## Selected extract
□ □ □

This piece briefly outlines three campaign groups active in London at the moment. Whilst all touch on the issue of local markets, they all three do it in different ways. Here is a brief summary and then some observations and comparisons within a growing anti-gentrification movement in London.
Wards Corner Community Coalition
Wards Corner Community Coalition was formed in 2007 in opposition to a plan to demolish a Latin American indoor market and adjacent buildings and create chain shops and private housing (we have already posted a brief summary of their project and campaigning here). WCCC, local residents and planners and the West Green Road and Seven Sisters Development Trust came together to create a Community Development Plan on the site of the existing (mainly Latin American) Wards Corner Market. In an amazing victory for bottom-up planning, planning permission for this Community Plan was granted in 2014, but so was planning permission for an alternative private development, which does not guarantee the future size, shape and rents of the market. This is despite Wards Corner Market being formally registered as a community asset. There is also a proposal for a new private housing development opposite the market, which is opposed by many local people. Therefore the campaign has the twin challenge of launching and fundraising in order that the community plan be realised and also contesting other nearby/competing developments. WCCC and other local groups are part of a new large network, Our Tottenham, established in 2013 as a group of groups which stands and campaigns for ‘planning and regeneration by the community, for the community’. They also have a petition to Haringey Council to support the community plan for Wards Corner
Friends of Queen’s Market/ BoleynDev100
Friends of Queen’s Market began in 2006 when a planning application by private developer StModwen threatened the future of Queen’s Market, a large daily food, clothing and goods market in Newham, East London. The campaign is separate from traders but has a good relationship with them, attending meetings for solidarity and support. The campaign has used a combination of lobbying, research, public events and demonstrations and working with other local groups who campaign on similar issues. They also successfully challenged the way the impact of the development had been assessed. In 2009, planning was turned down and the market was saved from that particular development. However, the campaign was not over, as the local authority continues to explore ways of regenerating the market. Adjacent to Queen’s Market is the current West Ham football ground, Boleyn Ground. The club is going to move to another stadium, making way for a new development on the site, which has been sold to Galliard Homes for a private housing development for 838 homes, some facilities but no social or affordable housing. FOQM decided to make the demand for 100% social housing on the site, in order to reflect the huge local need for genuinely affordable housing in Newham. This campaign, Boleyn Development 100, is now a separate campaign, still in alliance with FOQM.

□ □ □

## Data records
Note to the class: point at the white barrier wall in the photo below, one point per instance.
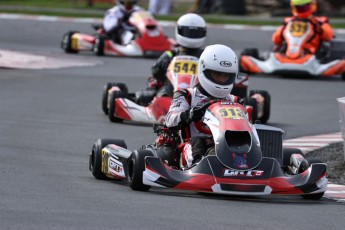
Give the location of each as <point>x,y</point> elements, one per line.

□ □ □

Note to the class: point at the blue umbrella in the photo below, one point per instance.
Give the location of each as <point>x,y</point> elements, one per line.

□ □ □

## Jobs
A) In the piece on London market campaigns, how many homes are planned for the private housing development on the Boleyn Ground site?
B) Rewrite the piece on London market campaigns between "This piece briefly" and "movement in London.", inclusive, changing "campaign groups" to "activist groups".

## Solutions in order
A) 838 homes

B)
This piece briefly outlines three activist groups active in London at the moment. Whilst all touch on the issue of local markets, they all three do it in different ways. Here is a brief summary and then some observations and comparisons within a growing anti-gentrification movement in London.